#### [Brief]
Please rewrite every line of the listing below, changing "mosaic panel" to "tile mosaic" everywhere and keeping the rest untouched. Leave the pictures out of your answer.

Stored items
┄┄┄┄┄┄┄┄┄┄
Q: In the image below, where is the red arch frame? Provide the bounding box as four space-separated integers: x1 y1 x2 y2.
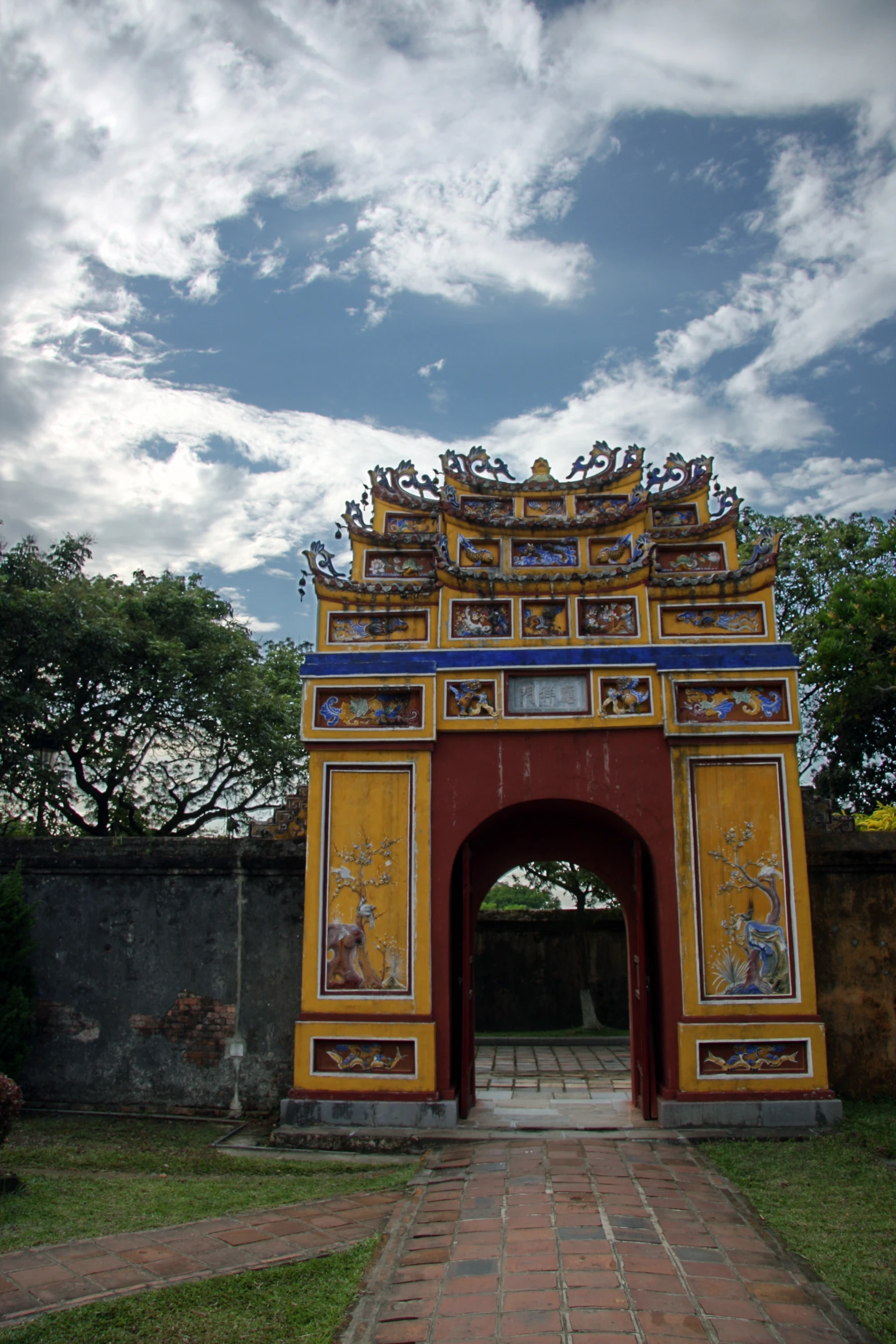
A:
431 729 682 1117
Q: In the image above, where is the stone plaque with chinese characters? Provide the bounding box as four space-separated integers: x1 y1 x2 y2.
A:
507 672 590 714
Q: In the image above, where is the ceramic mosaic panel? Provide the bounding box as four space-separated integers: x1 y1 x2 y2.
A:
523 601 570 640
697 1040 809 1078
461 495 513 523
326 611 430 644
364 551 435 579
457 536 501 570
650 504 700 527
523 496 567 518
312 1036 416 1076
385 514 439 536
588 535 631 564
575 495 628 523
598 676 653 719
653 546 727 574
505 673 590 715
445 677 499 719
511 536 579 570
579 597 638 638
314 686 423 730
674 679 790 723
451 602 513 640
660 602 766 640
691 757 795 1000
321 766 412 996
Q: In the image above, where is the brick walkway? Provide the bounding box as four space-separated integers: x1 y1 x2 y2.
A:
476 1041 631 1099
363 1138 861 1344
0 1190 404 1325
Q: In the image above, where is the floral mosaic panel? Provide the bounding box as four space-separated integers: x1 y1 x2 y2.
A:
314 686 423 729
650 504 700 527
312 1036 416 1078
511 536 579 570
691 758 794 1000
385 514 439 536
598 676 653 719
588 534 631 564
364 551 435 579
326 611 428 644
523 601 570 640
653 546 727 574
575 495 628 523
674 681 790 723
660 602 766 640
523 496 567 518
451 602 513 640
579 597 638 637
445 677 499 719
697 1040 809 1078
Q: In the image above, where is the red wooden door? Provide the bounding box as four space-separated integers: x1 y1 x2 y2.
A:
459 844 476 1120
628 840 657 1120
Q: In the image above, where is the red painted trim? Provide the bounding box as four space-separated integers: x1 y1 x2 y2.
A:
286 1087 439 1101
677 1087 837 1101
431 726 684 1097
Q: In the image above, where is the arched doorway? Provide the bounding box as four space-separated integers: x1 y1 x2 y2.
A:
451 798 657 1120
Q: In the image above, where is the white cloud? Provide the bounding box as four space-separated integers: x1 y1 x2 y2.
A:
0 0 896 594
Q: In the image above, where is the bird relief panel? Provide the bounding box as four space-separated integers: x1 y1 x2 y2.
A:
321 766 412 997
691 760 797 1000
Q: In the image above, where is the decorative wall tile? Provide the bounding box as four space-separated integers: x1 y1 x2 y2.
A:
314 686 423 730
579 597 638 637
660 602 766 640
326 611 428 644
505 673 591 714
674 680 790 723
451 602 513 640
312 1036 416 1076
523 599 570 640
┄┄┄┄┄┄┄┄┄┄
#### [Answer to this exercise]
Q: In the image below, where is the red arch frame? Provide the bounding box as four space-separated integers: x1 y1 x2 y2.
A:
431 729 682 1117
Q: In the image above, where is the stone plaque with chinese characters? Provide the bounding box as four space-separated integers: x1 y1 x2 y2.
A:
507 672 590 714
Q: In the image above, where is the ceramic tile mosaic? Provide the bounding box as four space-separated integers: x1 y1 x2 y2.
A:
523 601 570 640
697 1040 809 1078
461 495 513 523
326 611 430 644
364 551 435 579
457 536 501 570
650 504 700 527
523 496 567 518
312 1036 416 1076
385 514 439 536
588 535 631 564
575 495 628 523
598 676 653 719
653 546 727 574
505 673 590 715
445 677 499 719
511 536 579 570
579 597 638 638
314 686 423 730
674 679 790 723
451 602 513 640
660 602 766 640
691 757 795 1000
321 766 412 996
Q: In the image above, where is the brick walkway? Provide the bounding box as four space-separated integers: x1 y1 x2 y2.
A:
476 1041 631 1099
363 1138 861 1344
0 1190 404 1325
Q: In the image above, where is the floral tile mosaic? Provide the bounding box as four space-separated integers: x1 y1 x2 y2.
A:
314 686 423 729
650 504 700 527
312 1036 416 1078
511 536 579 570
691 758 794 1000
385 514 439 536
598 676 653 719
588 534 631 564
364 551 435 579
326 611 428 644
523 601 570 640
653 546 727 574
575 495 628 523
674 681 790 723
660 602 766 640
523 496 567 518
451 602 513 640
579 597 638 637
445 677 499 719
697 1040 809 1078
Q: In the image above, where is the red wooden door? Provide the bounding box as four space-separated integers: x1 y1 x2 y2.
A:
459 844 476 1120
628 840 657 1120
Q: In the image above, where is the red painted trim? Provide the bounding box as four space-separated integers: x1 y1 x2 y2.
A:
286 1087 439 1101
677 1087 837 1101
431 726 684 1097
Q: In the image above, where is the arched doorway? Provide the bounding box as four space-separated integers: x1 y1 x2 y2.
A:
451 798 657 1120
Q: In the image above, where is the white cloud? Provide the bounding box as four space-separated integers: x1 y1 x2 y2.
A:
0 0 896 594
Q: In the image above, where is the bird relief panel? Provide the bounding box as four space-separated integers: x1 y1 x2 y2.
A:
321 766 412 997
691 760 797 1000
Q: In the image above, where is the decorative wall tile? Provide the bounding box as four space-separated integers: x1 y1 x2 y2.
A:
314 686 423 730
579 597 638 637
660 602 766 640
326 611 428 644
505 673 591 714
674 680 790 723
451 602 513 640
312 1036 416 1076
523 599 570 640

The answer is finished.